# Exercise directions:
Could you print the lines below verbatim, leaving out any pictures?

# Data supplied:
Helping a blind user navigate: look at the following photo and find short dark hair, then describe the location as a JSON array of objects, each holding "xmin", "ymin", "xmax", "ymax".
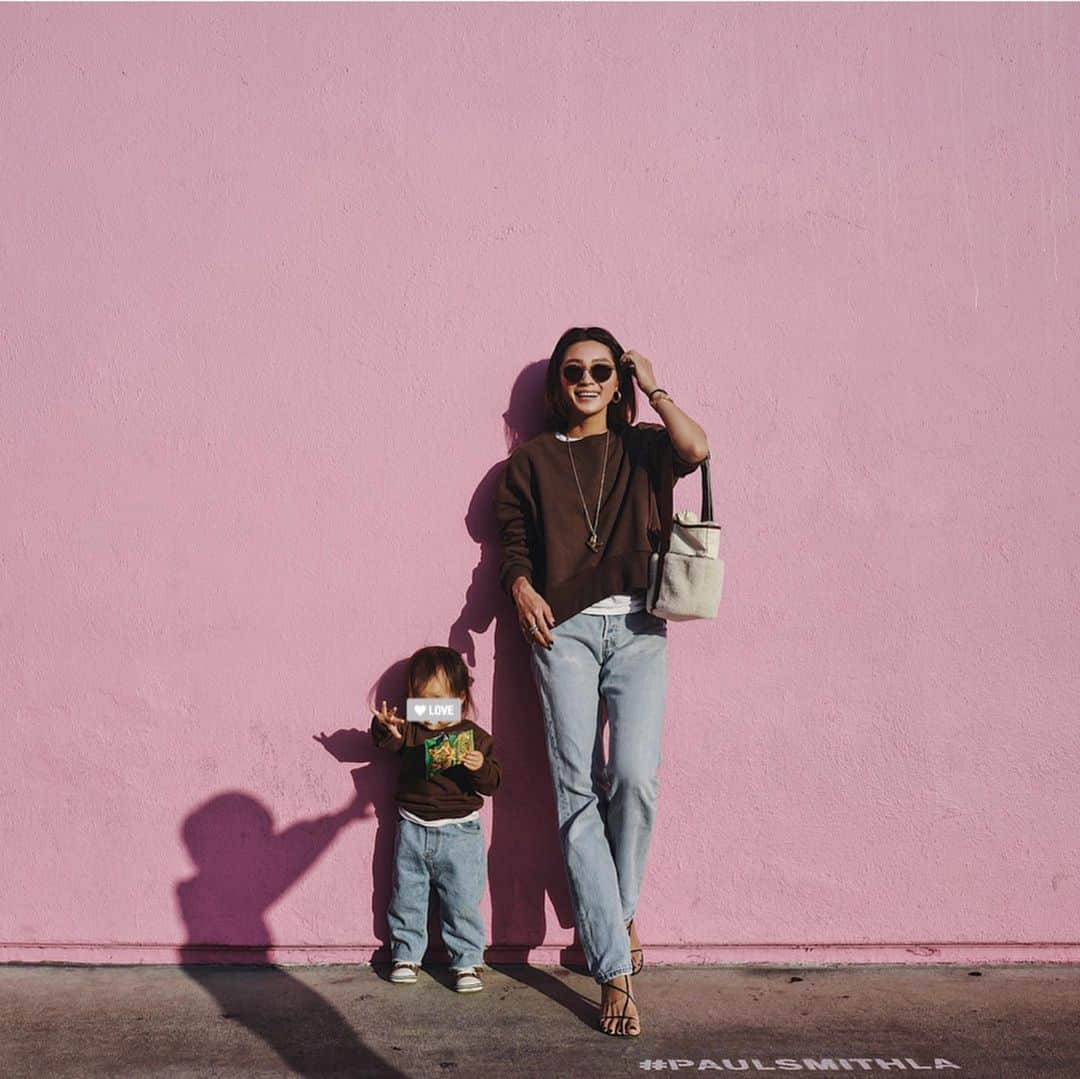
[
  {"xmin": 405, "ymin": 645, "xmax": 475, "ymax": 718},
  {"xmin": 544, "ymin": 326, "xmax": 637, "ymax": 431}
]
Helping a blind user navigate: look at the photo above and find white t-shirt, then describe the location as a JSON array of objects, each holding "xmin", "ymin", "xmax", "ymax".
[
  {"xmin": 555, "ymin": 431, "xmax": 645, "ymax": 615},
  {"xmin": 397, "ymin": 806, "xmax": 480, "ymax": 828}
]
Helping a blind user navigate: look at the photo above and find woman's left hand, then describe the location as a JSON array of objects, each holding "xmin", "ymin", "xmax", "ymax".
[
  {"xmin": 461, "ymin": 750, "xmax": 484, "ymax": 772},
  {"xmin": 619, "ymin": 349, "xmax": 657, "ymax": 394}
]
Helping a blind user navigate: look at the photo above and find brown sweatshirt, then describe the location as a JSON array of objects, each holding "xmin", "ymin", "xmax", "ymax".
[
  {"xmin": 495, "ymin": 423, "xmax": 698, "ymax": 624},
  {"xmin": 370, "ymin": 715, "xmax": 502, "ymax": 821}
]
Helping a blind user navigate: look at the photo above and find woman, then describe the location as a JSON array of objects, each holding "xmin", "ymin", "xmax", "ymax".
[{"xmin": 495, "ymin": 326, "xmax": 708, "ymax": 1036}]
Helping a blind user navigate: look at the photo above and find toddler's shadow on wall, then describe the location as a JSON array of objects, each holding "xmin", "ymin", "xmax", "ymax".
[{"xmin": 176, "ymin": 769, "xmax": 400, "ymax": 1076}]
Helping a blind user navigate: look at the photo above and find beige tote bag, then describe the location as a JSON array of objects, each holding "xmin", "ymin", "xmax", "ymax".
[{"xmin": 646, "ymin": 457, "xmax": 724, "ymax": 622}]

# Answer to the problem:
Helping a blind user navigate: look at the following photo and find short dark hair, then describe the location as a JSON array of objects, each holding "xmin", "ymin", "xmax", "ymax".
[
  {"xmin": 405, "ymin": 645, "xmax": 475, "ymax": 718},
  {"xmin": 544, "ymin": 326, "xmax": 637, "ymax": 431}
]
Helping a blind user navigate: look at the photo above and find white t-shirt, then describe the location as a JSON array of objects, each holding "xmin", "ymin", "xmax", "ymax".
[
  {"xmin": 555, "ymin": 431, "xmax": 645, "ymax": 615},
  {"xmin": 397, "ymin": 806, "xmax": 480, "ymax": 828}
]
Helping a blind user navigate: look at the photo above and find woman's left hand, then describe the location as a JSON array of objects, each holding "xmin", "ymin", "xmax", "ymax".
[
  {"xmin": 461, "ymin": 750, "xmax": 484, "ymax": 772},
  {"xmin": 619, "ymin": 349, "xmax": 657, "ymax": 394}
]
Helping a blind user navigate: look at the photo above and find brown sweatshirt, then describe the location as a JSON array of objects, each holding "xmin", "ymin", "xmax", "ymax".
[
  {"xmin": 495, "ymin": 423, "xmax": 698, "ymax": 624},
  {"xmin": 370, "ymin": 715, "xmax": 502, "ymax": 821}
]
Helping a blind user navigate: look at the photo above and find woman, then describe the location as a JSON array of objects, each holding "xmin", "ymin", "xmax", "ymax".
[{"xmin": 495, "ymin": 326, "xmax": 708, "ymax": 1036}]
Helping a blind user navigate: look at the photo above and find toddler's shadow on wall, then describe the location as a JSON array of objects, each holding "xmin", "ymin", "xmax", "ymax".
[{"xmin": 176, "ymin": 769, "xmax": 400, "ymax": 1076}]
Helping a blind user navigate: look at the photo above and find beige tote bag, then describe the location as a JSON array of objects, each holding "xmin", "ymin", "xmax", "ymax".
[{"xmin": 646, "ymin": 457, "xmax": 724, "ymax": 622}]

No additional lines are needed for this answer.